*Work to complete*. Gather every line in the listing below that contains the word "wall". Case counts.

*Exercise data*.
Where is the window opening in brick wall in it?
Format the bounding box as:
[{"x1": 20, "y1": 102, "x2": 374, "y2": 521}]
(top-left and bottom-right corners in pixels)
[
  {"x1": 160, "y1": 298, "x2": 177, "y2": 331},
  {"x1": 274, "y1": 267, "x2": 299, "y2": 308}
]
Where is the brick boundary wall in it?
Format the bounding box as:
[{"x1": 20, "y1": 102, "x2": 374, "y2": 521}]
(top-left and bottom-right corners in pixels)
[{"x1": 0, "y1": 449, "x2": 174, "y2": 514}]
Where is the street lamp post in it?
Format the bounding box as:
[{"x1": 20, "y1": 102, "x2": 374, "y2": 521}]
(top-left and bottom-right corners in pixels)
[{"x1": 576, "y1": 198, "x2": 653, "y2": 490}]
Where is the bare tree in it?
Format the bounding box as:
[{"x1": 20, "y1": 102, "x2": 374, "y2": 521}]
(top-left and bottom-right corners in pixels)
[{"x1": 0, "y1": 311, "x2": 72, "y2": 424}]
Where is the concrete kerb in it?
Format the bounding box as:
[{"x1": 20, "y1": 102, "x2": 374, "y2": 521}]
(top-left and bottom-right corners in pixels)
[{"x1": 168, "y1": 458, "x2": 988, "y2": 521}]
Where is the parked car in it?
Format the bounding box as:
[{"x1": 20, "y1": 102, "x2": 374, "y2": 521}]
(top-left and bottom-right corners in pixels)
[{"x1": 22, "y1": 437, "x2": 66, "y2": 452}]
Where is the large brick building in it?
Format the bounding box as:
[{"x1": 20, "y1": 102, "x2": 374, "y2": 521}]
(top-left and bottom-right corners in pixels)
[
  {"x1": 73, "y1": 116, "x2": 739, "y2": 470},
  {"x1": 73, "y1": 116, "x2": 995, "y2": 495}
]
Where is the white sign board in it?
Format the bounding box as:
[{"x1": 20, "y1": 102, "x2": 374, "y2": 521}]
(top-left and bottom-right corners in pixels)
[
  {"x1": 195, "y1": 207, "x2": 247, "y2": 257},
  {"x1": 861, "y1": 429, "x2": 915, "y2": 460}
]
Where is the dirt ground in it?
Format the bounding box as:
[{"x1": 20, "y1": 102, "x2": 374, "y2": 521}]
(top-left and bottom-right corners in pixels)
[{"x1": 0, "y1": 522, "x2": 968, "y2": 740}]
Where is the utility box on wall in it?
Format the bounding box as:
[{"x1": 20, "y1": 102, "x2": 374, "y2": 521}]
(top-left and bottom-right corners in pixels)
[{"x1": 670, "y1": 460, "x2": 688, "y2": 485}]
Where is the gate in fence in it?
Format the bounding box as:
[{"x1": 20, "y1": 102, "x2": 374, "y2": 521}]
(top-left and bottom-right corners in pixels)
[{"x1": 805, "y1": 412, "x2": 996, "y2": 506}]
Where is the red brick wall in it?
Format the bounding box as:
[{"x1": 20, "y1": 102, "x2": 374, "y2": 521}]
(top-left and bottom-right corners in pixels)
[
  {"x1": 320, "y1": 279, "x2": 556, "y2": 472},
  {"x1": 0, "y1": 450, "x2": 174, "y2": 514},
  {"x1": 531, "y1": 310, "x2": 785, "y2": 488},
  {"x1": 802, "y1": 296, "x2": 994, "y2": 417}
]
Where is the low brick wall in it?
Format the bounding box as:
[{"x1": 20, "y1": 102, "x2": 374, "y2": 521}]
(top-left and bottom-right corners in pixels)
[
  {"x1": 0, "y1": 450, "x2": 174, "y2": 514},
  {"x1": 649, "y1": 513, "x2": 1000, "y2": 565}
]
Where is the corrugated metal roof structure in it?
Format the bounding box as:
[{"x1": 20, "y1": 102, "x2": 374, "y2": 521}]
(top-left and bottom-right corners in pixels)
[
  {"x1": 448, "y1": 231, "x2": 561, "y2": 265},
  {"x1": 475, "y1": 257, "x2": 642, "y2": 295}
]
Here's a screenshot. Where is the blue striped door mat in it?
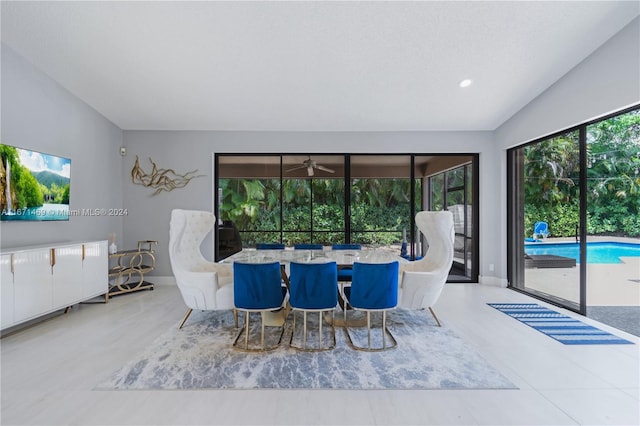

*Solved exercise*.
Where is the window opening in brick wall in it?
Where is the brick boundary wall in it?
Where is the utility box on wall in it?
Where is the red brick wall in it?
Where is the low brick wall in it?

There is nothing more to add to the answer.